(Data items)

▶

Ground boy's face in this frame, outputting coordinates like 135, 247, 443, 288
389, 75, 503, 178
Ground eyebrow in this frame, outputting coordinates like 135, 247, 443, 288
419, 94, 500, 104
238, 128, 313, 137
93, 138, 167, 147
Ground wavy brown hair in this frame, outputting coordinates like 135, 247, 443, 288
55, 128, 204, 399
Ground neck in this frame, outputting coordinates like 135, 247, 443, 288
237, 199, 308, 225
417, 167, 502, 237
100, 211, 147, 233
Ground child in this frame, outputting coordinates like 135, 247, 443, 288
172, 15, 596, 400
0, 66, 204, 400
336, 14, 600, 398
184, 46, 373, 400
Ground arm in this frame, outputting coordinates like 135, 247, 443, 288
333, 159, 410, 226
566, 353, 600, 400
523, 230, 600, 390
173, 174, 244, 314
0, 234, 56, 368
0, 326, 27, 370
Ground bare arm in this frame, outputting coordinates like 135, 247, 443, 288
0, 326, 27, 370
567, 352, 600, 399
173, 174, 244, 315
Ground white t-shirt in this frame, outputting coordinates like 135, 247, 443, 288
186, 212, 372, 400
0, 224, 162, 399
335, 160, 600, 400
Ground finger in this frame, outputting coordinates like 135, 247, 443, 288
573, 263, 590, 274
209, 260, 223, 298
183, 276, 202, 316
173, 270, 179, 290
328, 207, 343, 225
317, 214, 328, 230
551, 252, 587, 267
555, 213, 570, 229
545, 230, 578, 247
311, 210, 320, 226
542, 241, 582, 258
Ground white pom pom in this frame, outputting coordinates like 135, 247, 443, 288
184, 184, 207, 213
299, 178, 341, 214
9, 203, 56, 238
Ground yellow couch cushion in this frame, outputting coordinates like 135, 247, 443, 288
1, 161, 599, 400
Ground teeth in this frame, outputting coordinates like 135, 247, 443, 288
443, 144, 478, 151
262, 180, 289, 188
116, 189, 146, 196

◀

What is being asked -
Exactly as written above, please repeat the entries.

Result -
Ground boy's face in this frame, outputting coordinates like 135, 247, 443, 288
389, 75, 503, 178
Ground eyebrow in this frame, outputting coordinates like 135, 247, 443, 288
419, 94, 500, 104
238, 128, 313, 137
93, 138, 167, 147
Ground wavy brown hair in this frame, outputting coordinates like 135, 247, 443, 288
55, 128, 204, 399
Ground neck in this frame, outputting coordinates like 135, 247, 443, 288
237, 199, 308, 225
417, 167, 502, 237
100, 211, 147, 233
Ground child in this frame, outputting coordinates like 135, 247, 443, 288
172, 15, 596, 400
0, 66, 204, 400
336, 14, 600, 398
184, 46, 373, 400
Ground arm in this frame, outputting coordinates like 135, 247, 443, 288
333, 159, 410, 226
566, 353, 600, 400
523, 230, 600, 390
173, 174, 244, 314
0, 234, 56, 368
0, 326, 27, 370
Ground bare arm in this frame, outputting coordinates like 135, 247, 443, 288
0, 326, 27, 370
567, 352, 600, 399
173, 174, 244, 315
Ground white t-shirt in this frame, outputting coordinates like 135, 247, 443, 288
186, 212, 372, 400
0, 224, 162, 399
335, 160, 600, 400
Ground finger in this frame, outputting coordinates like 135, 247, 443, 288
573, 263, 590, 274
209, 260, 223, 298
183, 276, 202, 316
173, 270, 179, 290
328, 207, 343, 225
317, 214, 328, 230
551, 252, 587, 267
555, 213, 570, 229
545, 230, 578, 247
311, 210, 320, 226
542, 241, 582, 258
Ground white pom pom in this frame, outputting coordinates like 135, 247, 443, 288
184, 184, 207, 213
299, 178, 341, 214
9, 203, 56, 238
Ground yellow couch cushion in this frame, outputting coordinates like 135, 247, 443, 288
1, 161, 599, 400
Ground teeth in this frame, outputting coordinates like 135, 247, 443, 288
443, 144, 478, 151
262, 180, 289, 188
116, 189, 146, 196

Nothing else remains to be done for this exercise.